The largest indoor complex in Hungarian railway history, a system of vast covered spaces unique in Europe, the Northern Railway Maintenance and Engineering Works was built between 1884 and 1886. After years of alterations and renovations, starting from 2020 it is now home to the Hungarian State Opera’s new logistics and art centre.
Since activities on the 22 hectare site ceased in 2009, in the summer of 2015 the government offered the middle 6.7 hectare part of the area to the Opera together with the five-nave core repair complex of 22,000 square metres, which has become known as the Eiffel, together with two auxiliary buildings and a medium-sized, standard train station. The rehearsal, production and storage centre for the Opera is being built here where the Bánffy Stage, with a 500-seat auditorium, will be constructed to include the Sándor Hevesi Rehearsal Stage of the same size as the stage of the Opera House and the Ferenc Fricsay Studio suitable for recordings. In addition to moving all of its nine production workshops, all of its sets, costumes and props here, the institution will also create a memorial hall for János Feketeházy, the designer of both this building and the Opera House’s iron skeleton.
The Eiffel Hall, which was large enough to repair up to 96 huge steam locomotives at a time, will house a restaurant (in a vintage railway car made of teak), where guests can marvel at the legendary No. 327.141 Hungarian steam locomotive in the atrium and the No. 006 “Biatorbágy” steam locomotive of the 301 series in the park. There will also be a costume rental shop and a visitor centre. The training centre for the Opera will be established here too, comprising the Opera Studio, the Opera Music School and the Opera Education Centre. The production studios will also function as a practical training centre, as we would like to train future generations of professionals in the ways of theatre production ourselves. We also plan to use the increased capacity in scene and costume preparations to take on orders.
• • • •
* Your task
List every year mentioned in the text about the Northern Railway Maintenance and Engineering Works, in the order in which they appear.

[Recorded data]
• • • •
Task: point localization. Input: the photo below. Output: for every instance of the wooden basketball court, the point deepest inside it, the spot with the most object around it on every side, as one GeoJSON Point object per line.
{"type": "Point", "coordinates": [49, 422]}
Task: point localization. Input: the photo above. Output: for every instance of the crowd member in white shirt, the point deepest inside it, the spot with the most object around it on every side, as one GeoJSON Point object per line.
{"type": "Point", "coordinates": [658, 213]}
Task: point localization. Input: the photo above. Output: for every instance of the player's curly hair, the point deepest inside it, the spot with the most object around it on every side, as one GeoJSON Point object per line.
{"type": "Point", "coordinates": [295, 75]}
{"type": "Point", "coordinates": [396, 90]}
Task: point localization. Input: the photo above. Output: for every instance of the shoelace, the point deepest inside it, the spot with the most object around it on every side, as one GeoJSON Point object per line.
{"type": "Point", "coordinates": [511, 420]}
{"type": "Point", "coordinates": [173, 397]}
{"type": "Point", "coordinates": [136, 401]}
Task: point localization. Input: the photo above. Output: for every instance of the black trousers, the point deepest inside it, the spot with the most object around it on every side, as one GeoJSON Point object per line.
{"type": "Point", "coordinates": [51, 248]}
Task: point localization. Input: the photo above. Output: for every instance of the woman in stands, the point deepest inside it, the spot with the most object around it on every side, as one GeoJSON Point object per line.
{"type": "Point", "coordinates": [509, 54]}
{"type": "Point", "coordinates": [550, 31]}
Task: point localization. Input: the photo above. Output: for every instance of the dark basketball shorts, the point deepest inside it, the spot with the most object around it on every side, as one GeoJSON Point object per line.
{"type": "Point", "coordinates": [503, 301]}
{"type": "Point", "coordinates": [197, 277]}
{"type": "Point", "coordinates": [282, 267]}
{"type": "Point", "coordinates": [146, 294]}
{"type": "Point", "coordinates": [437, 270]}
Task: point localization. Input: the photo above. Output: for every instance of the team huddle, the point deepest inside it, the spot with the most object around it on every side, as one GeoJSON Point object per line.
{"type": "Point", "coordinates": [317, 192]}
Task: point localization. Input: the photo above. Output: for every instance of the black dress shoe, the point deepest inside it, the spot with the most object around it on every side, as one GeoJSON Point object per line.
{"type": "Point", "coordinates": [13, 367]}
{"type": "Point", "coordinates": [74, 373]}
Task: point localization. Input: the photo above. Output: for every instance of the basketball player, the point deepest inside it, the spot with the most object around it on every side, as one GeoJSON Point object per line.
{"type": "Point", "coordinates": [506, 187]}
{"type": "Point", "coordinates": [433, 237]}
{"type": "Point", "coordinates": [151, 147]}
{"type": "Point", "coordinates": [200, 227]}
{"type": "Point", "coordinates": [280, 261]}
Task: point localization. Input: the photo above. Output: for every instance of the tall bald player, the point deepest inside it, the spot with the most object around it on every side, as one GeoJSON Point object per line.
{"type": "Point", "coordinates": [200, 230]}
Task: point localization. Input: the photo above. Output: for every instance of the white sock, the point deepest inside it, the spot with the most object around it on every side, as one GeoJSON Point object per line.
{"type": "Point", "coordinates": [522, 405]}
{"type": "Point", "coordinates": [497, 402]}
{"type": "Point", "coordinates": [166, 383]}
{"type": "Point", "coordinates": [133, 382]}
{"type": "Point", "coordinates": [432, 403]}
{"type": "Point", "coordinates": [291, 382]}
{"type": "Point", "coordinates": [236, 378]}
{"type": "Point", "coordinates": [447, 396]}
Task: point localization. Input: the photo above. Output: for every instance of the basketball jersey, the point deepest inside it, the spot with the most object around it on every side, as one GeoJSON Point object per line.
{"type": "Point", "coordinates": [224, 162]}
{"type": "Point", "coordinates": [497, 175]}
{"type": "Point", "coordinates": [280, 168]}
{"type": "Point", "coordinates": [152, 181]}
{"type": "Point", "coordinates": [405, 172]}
• • • •
* Written answer
1884, 1886, 2020, 2009, 2015